(Object point labels)
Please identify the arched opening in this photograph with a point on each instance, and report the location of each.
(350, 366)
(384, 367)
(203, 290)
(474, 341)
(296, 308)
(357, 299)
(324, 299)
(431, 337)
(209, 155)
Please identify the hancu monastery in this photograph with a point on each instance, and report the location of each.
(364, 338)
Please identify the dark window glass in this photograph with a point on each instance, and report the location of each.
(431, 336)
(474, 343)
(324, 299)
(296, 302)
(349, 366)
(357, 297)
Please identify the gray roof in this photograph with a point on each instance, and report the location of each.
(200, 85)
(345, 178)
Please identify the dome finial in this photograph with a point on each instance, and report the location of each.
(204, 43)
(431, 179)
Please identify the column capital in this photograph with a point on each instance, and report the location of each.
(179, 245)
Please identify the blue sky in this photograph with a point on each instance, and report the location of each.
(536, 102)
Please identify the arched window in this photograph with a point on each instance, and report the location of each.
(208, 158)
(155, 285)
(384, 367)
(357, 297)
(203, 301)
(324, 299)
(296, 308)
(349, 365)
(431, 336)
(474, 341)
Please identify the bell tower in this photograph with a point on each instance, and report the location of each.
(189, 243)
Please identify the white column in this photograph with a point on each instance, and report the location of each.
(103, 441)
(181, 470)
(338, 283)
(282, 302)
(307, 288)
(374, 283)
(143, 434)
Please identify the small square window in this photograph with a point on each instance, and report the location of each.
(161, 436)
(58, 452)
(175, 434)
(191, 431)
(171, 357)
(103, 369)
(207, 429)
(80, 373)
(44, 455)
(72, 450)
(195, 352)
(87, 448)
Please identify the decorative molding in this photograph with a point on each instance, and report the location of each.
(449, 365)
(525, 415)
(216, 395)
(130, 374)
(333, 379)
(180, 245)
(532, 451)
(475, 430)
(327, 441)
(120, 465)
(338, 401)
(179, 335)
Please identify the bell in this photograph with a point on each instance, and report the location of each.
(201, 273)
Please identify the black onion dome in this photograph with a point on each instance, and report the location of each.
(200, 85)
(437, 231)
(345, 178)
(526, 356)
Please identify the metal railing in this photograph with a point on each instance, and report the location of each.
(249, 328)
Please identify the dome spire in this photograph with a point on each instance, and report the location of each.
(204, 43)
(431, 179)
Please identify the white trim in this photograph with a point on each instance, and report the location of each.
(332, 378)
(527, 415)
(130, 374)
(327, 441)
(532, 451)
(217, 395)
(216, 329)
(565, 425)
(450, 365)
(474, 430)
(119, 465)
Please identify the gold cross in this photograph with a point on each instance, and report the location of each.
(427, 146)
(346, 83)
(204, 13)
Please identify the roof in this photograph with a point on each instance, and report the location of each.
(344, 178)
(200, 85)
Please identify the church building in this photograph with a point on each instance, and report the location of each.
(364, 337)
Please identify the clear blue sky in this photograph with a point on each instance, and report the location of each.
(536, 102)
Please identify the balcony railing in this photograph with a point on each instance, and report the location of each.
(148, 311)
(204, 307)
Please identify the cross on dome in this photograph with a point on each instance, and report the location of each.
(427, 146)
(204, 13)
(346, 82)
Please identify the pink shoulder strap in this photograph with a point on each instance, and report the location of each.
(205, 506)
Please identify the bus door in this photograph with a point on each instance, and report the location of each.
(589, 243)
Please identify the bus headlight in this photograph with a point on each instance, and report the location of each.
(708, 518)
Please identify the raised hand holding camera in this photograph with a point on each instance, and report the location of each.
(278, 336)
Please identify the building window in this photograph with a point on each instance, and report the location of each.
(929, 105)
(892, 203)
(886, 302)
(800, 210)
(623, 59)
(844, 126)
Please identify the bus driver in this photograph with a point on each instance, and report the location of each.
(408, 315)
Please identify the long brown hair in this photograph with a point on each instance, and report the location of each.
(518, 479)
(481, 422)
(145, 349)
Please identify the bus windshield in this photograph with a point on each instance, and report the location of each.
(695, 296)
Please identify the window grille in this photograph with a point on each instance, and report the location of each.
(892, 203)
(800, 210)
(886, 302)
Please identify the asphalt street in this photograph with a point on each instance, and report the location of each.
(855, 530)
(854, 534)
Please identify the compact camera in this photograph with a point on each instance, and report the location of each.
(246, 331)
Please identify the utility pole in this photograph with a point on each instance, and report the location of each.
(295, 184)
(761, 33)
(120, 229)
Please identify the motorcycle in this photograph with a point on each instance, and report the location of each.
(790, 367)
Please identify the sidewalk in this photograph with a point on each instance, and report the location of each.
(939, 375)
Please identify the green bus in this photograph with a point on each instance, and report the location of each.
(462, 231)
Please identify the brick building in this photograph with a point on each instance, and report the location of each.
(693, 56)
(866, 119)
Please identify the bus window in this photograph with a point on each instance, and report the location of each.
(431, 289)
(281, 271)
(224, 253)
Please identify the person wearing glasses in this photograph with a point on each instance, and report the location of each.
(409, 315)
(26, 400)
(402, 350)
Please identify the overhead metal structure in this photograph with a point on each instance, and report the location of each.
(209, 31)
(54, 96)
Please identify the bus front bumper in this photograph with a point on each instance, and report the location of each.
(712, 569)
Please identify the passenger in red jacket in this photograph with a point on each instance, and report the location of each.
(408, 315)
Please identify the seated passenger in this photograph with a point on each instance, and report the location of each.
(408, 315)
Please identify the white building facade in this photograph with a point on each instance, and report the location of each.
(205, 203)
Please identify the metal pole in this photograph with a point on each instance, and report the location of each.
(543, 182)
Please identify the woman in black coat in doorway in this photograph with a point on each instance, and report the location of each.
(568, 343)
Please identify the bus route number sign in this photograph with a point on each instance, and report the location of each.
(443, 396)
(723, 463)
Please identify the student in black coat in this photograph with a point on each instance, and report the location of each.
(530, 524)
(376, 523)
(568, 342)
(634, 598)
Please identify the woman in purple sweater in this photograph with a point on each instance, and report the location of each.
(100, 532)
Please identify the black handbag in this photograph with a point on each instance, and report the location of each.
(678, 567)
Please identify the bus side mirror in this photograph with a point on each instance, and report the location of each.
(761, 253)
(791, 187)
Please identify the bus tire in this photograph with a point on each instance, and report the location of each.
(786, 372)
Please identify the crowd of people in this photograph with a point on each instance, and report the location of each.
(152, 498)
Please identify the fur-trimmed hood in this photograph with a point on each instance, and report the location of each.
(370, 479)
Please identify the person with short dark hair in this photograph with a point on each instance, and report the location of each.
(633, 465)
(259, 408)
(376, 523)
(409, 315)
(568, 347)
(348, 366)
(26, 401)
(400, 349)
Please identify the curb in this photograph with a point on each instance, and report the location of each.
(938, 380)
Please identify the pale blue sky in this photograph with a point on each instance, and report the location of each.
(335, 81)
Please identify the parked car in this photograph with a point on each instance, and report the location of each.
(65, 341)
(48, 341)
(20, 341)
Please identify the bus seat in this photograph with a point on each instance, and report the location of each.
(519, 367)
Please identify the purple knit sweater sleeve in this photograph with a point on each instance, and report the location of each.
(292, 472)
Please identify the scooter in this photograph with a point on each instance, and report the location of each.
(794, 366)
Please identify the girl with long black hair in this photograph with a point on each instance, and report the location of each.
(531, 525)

> **Written problem**:
Give every line of the material again, exactly as it reads.

> **Finished answer**:
Please identify the arched opening in this photograph with a point on each instance, and report the location of each.
(350, 366)
(384, 367)
(203, 290)
(474, 341)
(296, 308)
(357, 299)
(324, 299)
(431, 337)
(209, 155)
Please identify the hancu monastery in this photograph with a point on each instance, and report the location of each.
(364, 338)
Please identify the dark window glass in this photograph with a point on each instance, and report the location of each.
(431, 336)
(474, 343)
(324, 299)
(296, 302)
(349, 366)
(357, 297)
Please identify the gray roof in this photograph with a point on each instance, and report the location of each.
(200, 85)
(345, 178)
Please identify the dome finial in this photograph with a point on each instance, and report the location of each.
(204, 43)
(431, 179)
Please identify the column capital in this photograph with a point on each instance, and report the location of each.
(179, 245)
Please identify the blue sky in this photograph with a point on each instance, and report the location of each.
(536, 102)
Please identify the arched window in this photograph with a point on each instance, and report the location of each.
(208, 158)
(155, 285)
(384, 367)
(357, 297)
(203, 301)
(324, 299)
(296, 308)
(349, 365)
(431, 336)
(474, 341)
Please identify the bell tower in this photograph with a point on each instance, and report the location of each.
(189, 243)
Please identify the white column in this photograph with a point on each instance, and report the location of each.
(103, 441)
(181, 470)
(338, 283)
(282, 302)
(307, 288)
(374, 283)
(143, 434)
Please identify the small square window in this photograph with a point on each instance, and report the location of each.
(161, 436)
(58, 452)
(175, 434)
(191, 431)
(171, 357)
(103, 369)
(207, 429)
(80, 373)
(44, 455)
(72, 450)
(195, 352)
(87, 448)
Please identify the decorative molding in this photograph with a point on each instance, and report the location of each.
(449, 365)
(525, 415)
(216, 395)
(130, 374)
(333, 379)
(180, 245)
(532, 451)
(475, 430)
(327, 441)
(120, 465)
(338, 401)
(179, 335)
Please identify the bell in this photograph with a point on each instance, and report the location of each.
(201, 273)
Please identify the black onion dome in this photograph with a point on each instance, and report the location of each.
(200, 85)
(437, 231)
(345, 178)
(526, 356)
Please identify the metal railing in this photograph with a point on each instance, and report the location of each.
(249, 328)
Please identify the dome spire in this photograph with a point on each instance, and report the location of each.
(204, 43)
(431, 179)
Please identify the white trim in this photograph with a point on each instance, and report the location of each.
(332, 378)
(527, 415)
(130, 374)
(327, 441)
(532, 451)
(217, 395)
(216, 329)
(565, 425)
(450, 365)
(474, 430)
(119, 465)
Please identify the gold cross in this photograph with a point on each instance, and report the location of each.
(427, 146)
(346, 83)
(204, 13)
Please identify the roof in this photograph with a point on each instance, and report the location of each.
(344, 178)
(200, 85)
Please identify the church building in this photograph with a point on each instance, and report the location of each.
(364, 337)
Please identify the clear blue sky in this photograph with a point on each instance, and report the location of each.
(536, 102)
Please identify the balcony railing in this photograph with a point on each instance, and report the location of each.
(148, 311)
(204, 307)
Please identify the cross on dome in this photograph with a point on each instance, and report the location of each.
(427, 146)
(204, 13)
(346, 82)
Please identify the pink shoulder strap in this photograph with a point on each instance, and report the location of each.
(205, 506)
Please identify the bus door in this photograph with a point on each instance, and report the location of each.
(589, 243)
Please identify the bus headlight in this photograph with a point on each instance, and report the location of each.
(708, 518)
Please identify the raised hand holding camera in this photograph with a point on each instance, and report the location of each.
(278, 336)
Please identify the building window in this photograph with a point on each instance, and report the location of each.
(929, 105)
(892, 203)
(886, 302)
(800, 210)
(623, 59)
(844, 126)
Please identify the bus driver in this photograph with a point on each instance, and report the location of each.
(408, 315)
Please identify the long brown hair in this photograph with a point on each instance, and report the location of each.
(518, 479)
(481, 422)
(145, 349)
Please identify the bus windshield in this photograph with a point on each instance, and report the location of each.
(695, 296)
Please identify the window grille in this photograph with a point on each instance, and report the location of each.
(892, 203)
(800, 210)
(886, 302)
Please identify the asphalt street in this photograph with a point on each instance, and report the location of each.
(855, 530)
(854, 534)
Please identify the compact camera in this photograph with a point on each instance, and report the location of each.
(246, 331)
Please identify the utility pole in this photograph with a point on each instance, and report the location of each.
(295, 184)
(761, 33)
(120, 229)
Please identify the motorcycle in this photograph with a point on each instance, and report the location of each.
(790, 367)
Please identify the sidewalk in this photograph with a point on each instance, and report the location of each.
(939, 375)
Please identify the green bus in this photograph with a point on each instance, and report the location of each.
(462, 231)
Please identify the brick building in this photograph with a point on each instance, and report the location of each.
(693, 56)
(866, 119)
Please identify the bus window in this photograph with a point on each instance, and report the location of each.
(431, 289)
(281, 271)
(224, 253)
Please identify the person wearing glasses in this photograph with a point on each instance, and report the location of each.
(409, 315)
(26, 400)
(402, 350)
Please identify the overhead metal structure in this photograph with a point on each instance, and report the location of each.
(209, 31)
(54, 96)
Please identify the bus front bumper in this photograph with a point on each instance, and report the location of each.
(712, 569)
Please identify the passenger in red jacket in this photograph with a point on each instance, and report the location of each.
(408, 315)
Please identify the seated passenger in this photograph with a point on each instance, and report the location of each.
(408, 315)
Please identify the white building facade in this photograph with a point on each instance, and report the location of each.
(205, 203)
Please identify the metal pole in this photograph with a point on each instance, and report the location of each.
(543, 182)
Please identify the woman in black coat in doorway in this photograph with a point on each instance, and report the location of each.
(568, 343)
Please identify the bus route number sign in this photograph with a point on each instance, and report the location of each.
(443, 396)
(723, 463)
Please identify the student in black coat in this photograph with a point on each instance, and report the location of each.
(530, 524)
(376, 523)
(568, 342)
(634, 598)
Please identify the woman in purple sweater in this photograph with a point on each instance, and report the location of each.
(100, 532)
Please identify the black handbag in this photograph with a point on each instance, and report the location of each.
(678, 567)
Please identify the bus side mirror in this photograph with a point on each instance, and report the location of each.
(761, 253)
(791, 187)
Please identify the bus tire in this photograph with a point on each instance, and report the location of each.
(786, 372)
Please identify the crowd of people in this photograph with a point on each instance, and report the location of each.
(152, 498)
Please identify the fur-trimmed hood in this photograph with a point on each instance, and report the location of each.
(370, 479)
Please identify the person with short dark hair in this photograph with a point on each instance, and report the location of each.
(633, 465)
(259, 408)
(376, 523)
(409, 315)
(568, 347)
(348, 366)
(26, 401)
(400, 349)
Please identify the curb in this photograph with a point on each instance, and report the location of each.
(938, 380)
Please identify the pale blue sky in this photograph with a point on each instance, and report the location of each.
(335, 81)
Please identify the parked car in this photograph with a point on each instance, and report the location of each.
(65, 341)
(48, 341)
(20, 341)
Please identify the bus seat in this photograph with a point on each instance, and report the location of each.
(519, 367)
Please identify the purple knit sweater sleeve in this photograph with a point on each instance, and report the location of each.
(292, 472)
Please identify the scooter in this photograph with a point on each instance, and report the location of each.
(794, 366)
Please identify the girl with long black hair in this photograph with a point on each instance, and report the location of each.
(531, 525)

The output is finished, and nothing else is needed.